Required work:
1. According to the text on snowboarding in Méribel, which company sponsors the resort's main snow park?
2. Pick up the text on snowboarding in Méribel at its last line and continue it from there.

Source document:
How does Méribel measure up as a snowboarding destination?

When we first arrived it was very ski focused. Traditionally this was a middle-to-upper class resort for British skiers, so it probably wasn’t the best place to set up a snowboard school initially, but over the years the scene has developed a lot. Now DC Shoes sponsors the main snow park and they’ve put a lot of money into making it a world class freestyle area. They bring their international pro team every season and staging their photo shoots here, so that has definitely elevated the resort from a snowboarding perspective. Also, the terrain in the 3 Valleys is some of the best you’ll find in any ski resort worldwide, the options are almost unlimited, so it never gets boring.

What is your favourite secret snowboard spot?

Raw data:
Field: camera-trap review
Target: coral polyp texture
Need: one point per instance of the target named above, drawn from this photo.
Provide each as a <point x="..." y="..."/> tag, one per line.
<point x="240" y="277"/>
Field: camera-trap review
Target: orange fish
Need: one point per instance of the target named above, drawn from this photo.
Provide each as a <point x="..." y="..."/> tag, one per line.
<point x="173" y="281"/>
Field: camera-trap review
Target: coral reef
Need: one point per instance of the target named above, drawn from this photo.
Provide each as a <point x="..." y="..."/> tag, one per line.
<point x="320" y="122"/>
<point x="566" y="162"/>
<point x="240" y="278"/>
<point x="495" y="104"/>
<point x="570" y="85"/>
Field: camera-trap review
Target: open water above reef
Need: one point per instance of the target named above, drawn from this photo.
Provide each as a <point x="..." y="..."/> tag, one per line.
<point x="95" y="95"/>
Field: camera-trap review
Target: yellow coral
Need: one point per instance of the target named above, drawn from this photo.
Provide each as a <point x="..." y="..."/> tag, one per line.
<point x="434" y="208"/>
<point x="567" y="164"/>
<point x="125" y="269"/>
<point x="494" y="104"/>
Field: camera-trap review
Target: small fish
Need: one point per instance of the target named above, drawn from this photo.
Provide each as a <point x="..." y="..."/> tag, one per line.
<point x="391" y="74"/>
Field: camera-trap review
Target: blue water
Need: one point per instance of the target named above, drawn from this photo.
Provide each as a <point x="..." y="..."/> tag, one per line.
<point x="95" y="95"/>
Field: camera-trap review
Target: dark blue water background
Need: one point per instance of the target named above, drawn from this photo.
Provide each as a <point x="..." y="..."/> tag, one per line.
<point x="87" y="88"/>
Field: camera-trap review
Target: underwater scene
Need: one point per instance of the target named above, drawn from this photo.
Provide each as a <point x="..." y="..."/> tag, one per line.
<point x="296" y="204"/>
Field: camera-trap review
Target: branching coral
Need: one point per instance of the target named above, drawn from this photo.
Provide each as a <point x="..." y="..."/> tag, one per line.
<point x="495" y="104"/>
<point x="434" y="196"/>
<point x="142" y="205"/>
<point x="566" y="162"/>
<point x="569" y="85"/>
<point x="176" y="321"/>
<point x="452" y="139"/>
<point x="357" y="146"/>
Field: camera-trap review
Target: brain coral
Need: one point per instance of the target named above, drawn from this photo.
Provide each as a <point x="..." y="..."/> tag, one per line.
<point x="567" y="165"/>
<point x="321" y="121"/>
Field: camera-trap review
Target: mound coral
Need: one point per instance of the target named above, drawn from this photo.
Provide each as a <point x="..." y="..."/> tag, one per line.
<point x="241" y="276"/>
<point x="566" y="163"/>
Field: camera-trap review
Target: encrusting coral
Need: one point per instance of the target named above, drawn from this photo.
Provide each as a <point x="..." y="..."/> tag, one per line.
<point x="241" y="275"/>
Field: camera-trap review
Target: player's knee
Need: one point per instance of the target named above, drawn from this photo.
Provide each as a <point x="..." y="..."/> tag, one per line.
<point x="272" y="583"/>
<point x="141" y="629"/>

Expected results:
1. DC Shoes.

2.
For off-piste, one of my favourite runs comes off the top of the Olympic chairlift. Once you get to the top, the peak is called Roc de Fer and from there you turn right along a long ridge, then drop down into your choice of a selection of couloirs followed by open powder fields before working your way through a forested area till you end up in the tiny mountain hamlet of Le Raffort. It’s not dangerous, but as its completely off-piste and outside of the resort boundaries it’s important to go with a guide as some areas can be avalanche prone. It’s a fantastic snowboarding experience and you really feel like you’ve been on a little off-piste adventure. I usually spend the next day buzzing about it. When conditions are good, it’s mind-blowing.

Where do you snowboard in Méribel when you want to avoid the crowds?

When I want to get away from the crowds I take the lift to the top of Tougnete, and from there you can drop over the other side and take a run called Pramint which takes you down towards another little resort called St Martin de Belleville. This is great as its a wide open piste with some decent challenging sections, but most importantly, it’s very easy to avoid the crowds and conditions are usually good even in poor snow. Either side of that run there’s easily accessible off-piste, so if you aren’t an expert but want to get into some easy powder without veering too far off course, this is the ticket.

Teaching or Guiding?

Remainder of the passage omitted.